Stored dataset items:
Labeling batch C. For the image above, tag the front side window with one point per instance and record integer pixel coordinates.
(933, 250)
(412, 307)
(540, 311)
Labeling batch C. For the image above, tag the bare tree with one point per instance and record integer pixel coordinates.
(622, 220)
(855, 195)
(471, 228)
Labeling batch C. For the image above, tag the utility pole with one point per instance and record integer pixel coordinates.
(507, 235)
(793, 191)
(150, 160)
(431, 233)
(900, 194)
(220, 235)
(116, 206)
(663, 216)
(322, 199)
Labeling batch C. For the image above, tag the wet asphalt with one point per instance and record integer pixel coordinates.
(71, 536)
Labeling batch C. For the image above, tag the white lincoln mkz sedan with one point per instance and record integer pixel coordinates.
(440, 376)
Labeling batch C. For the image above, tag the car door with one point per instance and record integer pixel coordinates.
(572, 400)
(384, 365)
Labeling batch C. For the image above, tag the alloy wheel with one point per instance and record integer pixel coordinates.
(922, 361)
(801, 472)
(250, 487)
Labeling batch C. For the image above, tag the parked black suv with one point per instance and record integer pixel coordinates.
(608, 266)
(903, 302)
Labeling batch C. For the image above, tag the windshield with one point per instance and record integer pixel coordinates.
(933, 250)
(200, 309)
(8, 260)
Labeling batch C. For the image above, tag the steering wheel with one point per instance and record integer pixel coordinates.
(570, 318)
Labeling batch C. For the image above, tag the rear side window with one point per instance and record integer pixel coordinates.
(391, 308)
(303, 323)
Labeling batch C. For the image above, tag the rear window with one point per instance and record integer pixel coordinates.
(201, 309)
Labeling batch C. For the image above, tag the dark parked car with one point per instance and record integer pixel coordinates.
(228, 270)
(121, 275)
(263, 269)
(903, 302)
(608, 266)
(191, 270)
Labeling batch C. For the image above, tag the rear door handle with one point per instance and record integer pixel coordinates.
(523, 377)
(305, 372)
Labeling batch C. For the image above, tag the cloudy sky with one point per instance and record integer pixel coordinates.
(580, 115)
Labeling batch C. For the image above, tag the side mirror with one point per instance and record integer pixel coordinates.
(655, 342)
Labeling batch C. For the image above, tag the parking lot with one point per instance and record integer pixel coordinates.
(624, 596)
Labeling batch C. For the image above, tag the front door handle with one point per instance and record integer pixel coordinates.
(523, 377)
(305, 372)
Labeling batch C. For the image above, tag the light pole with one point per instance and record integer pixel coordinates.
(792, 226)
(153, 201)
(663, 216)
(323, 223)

WORK TO BE COMPLETED: All records shown above are to be output exactly.

SOLUTION TO THE EXERCISE:
Labeling batch C. For the image above, tag the front side window with one point per instance and record integer pixel coordinates.
(933, 250)
(412, 307)
(540, 311)
Labeling batch C. For the image above, tag the bare tree with one point per instance and record integer pixel coordinates.
(622, 220)
(855, 195)
(471, 228)
Labeling batch C. For the image above, tag the utility pole with one point per instance and record integer pixel coordinates.
(507, 235)
(793, 191)
(150, 160)
(431, 233)
(900, 194)
(220, 235)
(116, 206)
(663, 216)
(322, 199)
Labeling batch C. For the image above, tag the wet asphalt with one point per instance and record integer pixel coordinates.
(71, 536)
Labeling batch C. For the image above, tag the white lincoln mkz sedan with one point per instance and record integer pixel coordinates.
(440, 376)
Labeling batch C. For the image above, tag the car door with one point per instance and record integer pixel coordinates.
(572, 400)
(384, 365)
Labeling batch C. For the image above, tag the alloy wheel with one point per instance and record integer pixel coordinates.
(922, 361)
(801, 472)
(250, 487)
Labeling batch C. For the image above, tag the parked black suv with one point per instance and record integer pixel coordinates.
(608, 266)
(903, 302)
Labeling batch C. For the image above, tag the windshield with one point per instance and record integer pixel coordinates.
(933, 250)
(200, 309)
(8, 260)
Labeling batch C. For the image above, tag the steering wheel with one point per instance and record integer pixel coordinates.
(570, 318)
Labeling batch C. For the image above, tag the rear side window with one point per instance and record integer pixel coordinates.
(391, 308)
(303, 323)
Labeling batch C. For the image above, tag the rear window with one point per instance and record integer pixel coordinates.
(201, 309)
Labeling batch C. For the image above, tag the dark parked car with one point per instance and record integer pixel coordinates.
(228, 270)
(121, 275)
(263, 269)
(903, 302)
(608, 266)
(191, 270)
Labeling batch C. For the image above, tag the rear door handle with one point per instance and record integer pixel coordinates.
(523, 377)
(305, 372)
Labeling batch C. For the image above, tag the cloudy sky with one point per instance and record integer pixel coordinates.
(580, 115)
Labeling batch C. For the image above, tag the side mirror with one point per instance and record integer pixel coordinates.
(655, 342)
Labeling batch C. For the image above, tag the parking lot with one point per instance and record integer pixel coordinates.
(624, 596)
Labeling batch C. For the image above, tag the front door handle with one point per instance and record integer pixel coordinates.
(523, 377)
(305, 372)
Labeling batch C. For the image above, tag the light pole with one point per instance and record integer pixel coordinates.
(792, 226)
(153, 201)
(663, 216)
(323, 223)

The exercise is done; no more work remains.